## Required work
Reproduce, with no changes, the line where "Query: handlebar" appears and every subsequent line of the listing, the last one included.

## Material for this task
──────────
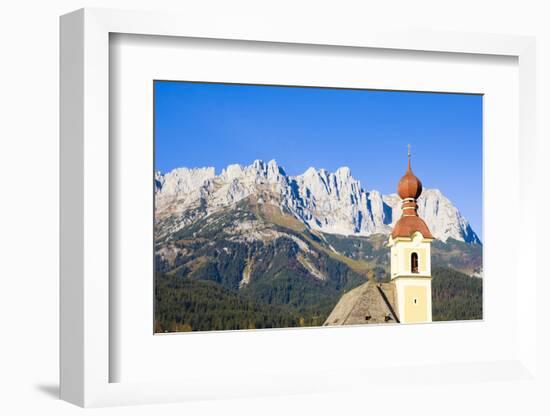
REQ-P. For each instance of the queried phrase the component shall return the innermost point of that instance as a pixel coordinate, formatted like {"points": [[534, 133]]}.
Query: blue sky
{"points": [[199, 124]]}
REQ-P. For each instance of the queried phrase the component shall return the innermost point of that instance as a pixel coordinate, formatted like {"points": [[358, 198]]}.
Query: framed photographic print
{"points": [[261, 220], [265, 211]]}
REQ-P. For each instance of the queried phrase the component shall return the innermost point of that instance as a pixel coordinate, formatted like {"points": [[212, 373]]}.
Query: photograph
{"points": [[282, 206]]}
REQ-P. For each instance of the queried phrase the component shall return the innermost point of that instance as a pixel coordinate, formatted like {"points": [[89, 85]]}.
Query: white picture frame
{"points": [[85, 353]]}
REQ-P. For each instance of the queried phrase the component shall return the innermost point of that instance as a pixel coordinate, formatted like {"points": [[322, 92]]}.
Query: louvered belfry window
{"points": [[414, 263]]}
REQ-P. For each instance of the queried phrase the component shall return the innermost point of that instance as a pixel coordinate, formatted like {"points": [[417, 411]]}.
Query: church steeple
{"points": [[410, 243]]}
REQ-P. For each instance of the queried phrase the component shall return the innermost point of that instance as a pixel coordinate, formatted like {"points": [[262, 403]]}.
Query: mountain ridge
{"points": [[329, 202]]}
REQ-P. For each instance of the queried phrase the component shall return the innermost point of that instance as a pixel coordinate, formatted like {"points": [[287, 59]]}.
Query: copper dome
{"points": [[409, 185], [409, 189]]}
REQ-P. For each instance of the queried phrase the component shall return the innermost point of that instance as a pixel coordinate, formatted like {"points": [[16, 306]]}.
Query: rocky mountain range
{"points": [[332, 203], [254, 247]]}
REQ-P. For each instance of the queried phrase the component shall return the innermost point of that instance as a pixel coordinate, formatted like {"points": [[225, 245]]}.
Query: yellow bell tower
{"points": [[410, 243]]}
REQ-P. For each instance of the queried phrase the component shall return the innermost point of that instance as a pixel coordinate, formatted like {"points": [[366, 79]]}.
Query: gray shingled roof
{"points": [[370, 303]]}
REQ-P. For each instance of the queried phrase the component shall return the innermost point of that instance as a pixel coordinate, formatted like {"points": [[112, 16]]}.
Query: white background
{"points": [[29, 205]]}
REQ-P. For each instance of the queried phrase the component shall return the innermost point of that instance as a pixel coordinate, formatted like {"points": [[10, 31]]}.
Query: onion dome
{"points": [[409, 189]]}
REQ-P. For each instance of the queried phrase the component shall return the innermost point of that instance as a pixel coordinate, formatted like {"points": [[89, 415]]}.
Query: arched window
{"points": [[414, 263]]}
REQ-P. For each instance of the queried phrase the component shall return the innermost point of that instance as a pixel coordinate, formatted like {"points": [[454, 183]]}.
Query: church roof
{"points": [[370, 303]]}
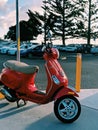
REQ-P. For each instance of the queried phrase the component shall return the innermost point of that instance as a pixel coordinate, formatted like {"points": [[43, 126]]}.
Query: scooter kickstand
{"points": [[21, 103]]}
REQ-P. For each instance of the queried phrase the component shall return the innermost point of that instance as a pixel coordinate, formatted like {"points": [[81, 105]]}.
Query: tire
{"points": [[67, 109], [11, 99], [30, 55]]}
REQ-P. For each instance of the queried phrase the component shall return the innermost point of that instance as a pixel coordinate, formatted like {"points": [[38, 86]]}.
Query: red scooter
{"points": [[17, 82]]}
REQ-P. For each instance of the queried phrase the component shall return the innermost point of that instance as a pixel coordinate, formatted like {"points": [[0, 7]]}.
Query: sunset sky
{"points": [[8, 12]]}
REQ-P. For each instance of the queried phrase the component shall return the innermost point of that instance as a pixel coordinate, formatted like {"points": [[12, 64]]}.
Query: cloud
{"points": [[3, 2]]}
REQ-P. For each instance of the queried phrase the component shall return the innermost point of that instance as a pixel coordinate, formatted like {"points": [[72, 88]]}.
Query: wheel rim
{"points": [[68, 109]]}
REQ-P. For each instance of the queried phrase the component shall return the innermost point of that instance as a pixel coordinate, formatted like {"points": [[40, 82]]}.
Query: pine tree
{"points": [[66, 17]]}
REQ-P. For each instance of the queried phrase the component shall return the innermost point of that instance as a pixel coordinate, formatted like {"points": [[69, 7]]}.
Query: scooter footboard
{"points": [[65, 91]]}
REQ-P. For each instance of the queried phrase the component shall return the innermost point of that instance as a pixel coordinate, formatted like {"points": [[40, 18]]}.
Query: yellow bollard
{"points": [[1, 96], [78, 72]]}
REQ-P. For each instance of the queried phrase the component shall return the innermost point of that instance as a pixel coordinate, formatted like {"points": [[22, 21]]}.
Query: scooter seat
{"points": [[20, 66]]}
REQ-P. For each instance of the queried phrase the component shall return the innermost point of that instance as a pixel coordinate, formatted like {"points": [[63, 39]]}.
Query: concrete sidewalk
{"points": [[41, 117]]}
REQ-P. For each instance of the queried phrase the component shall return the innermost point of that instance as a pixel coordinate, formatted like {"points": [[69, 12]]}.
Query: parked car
{"points": [[13, 51], [5, 49], [94, 50], [70, 48], [33, 51]]}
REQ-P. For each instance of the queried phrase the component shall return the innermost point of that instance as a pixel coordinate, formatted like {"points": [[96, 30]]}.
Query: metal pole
{"points": [[17, 31], [78, 72]]}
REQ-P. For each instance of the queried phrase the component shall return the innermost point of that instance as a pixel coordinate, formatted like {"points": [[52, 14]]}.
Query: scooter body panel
{"points": [[65, 91]]}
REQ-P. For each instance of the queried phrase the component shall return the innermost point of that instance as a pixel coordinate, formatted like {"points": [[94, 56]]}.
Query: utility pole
{"points": [[45, 24], [17, 31], [89, 24]]}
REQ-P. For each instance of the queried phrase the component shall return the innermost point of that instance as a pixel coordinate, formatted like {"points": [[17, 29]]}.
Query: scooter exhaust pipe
{"points": [[5, 93]]}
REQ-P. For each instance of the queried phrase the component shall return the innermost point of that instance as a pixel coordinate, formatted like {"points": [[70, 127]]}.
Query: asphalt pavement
{"points": [[41, 117]]}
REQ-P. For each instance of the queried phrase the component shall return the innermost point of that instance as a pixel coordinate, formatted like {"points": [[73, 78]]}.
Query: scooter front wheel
{"points": [[67, 109]]}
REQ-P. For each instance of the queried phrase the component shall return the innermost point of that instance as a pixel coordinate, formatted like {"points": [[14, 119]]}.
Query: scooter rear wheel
{"points": [[67, 109]]}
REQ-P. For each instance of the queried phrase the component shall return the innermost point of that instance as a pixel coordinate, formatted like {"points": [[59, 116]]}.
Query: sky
{"points": [[8, 12]]}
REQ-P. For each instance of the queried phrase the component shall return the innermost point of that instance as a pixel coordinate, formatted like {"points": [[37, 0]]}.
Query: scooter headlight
{"points": [[55, 79]]}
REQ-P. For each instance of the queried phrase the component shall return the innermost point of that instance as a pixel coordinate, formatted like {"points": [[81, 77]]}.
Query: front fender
{"points": [[65, 91]]}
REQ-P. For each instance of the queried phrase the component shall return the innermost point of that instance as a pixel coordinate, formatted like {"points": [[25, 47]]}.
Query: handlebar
{"points": [[47, 46]]}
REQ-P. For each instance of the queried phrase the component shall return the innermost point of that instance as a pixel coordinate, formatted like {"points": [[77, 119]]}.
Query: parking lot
{"points": [[33, 116], [68, 62]]}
──────────
## Task answer
Query: handlebar
{"points": [[47, 46]]}
REQ-P. For each instance of the queried phrase the component shall return the innermost point of that instance as a pixel coordinate, formatted like {"points": [[77, 119]]}.
Query: parking lot
{"points": [[33, 116], [68, 62]]}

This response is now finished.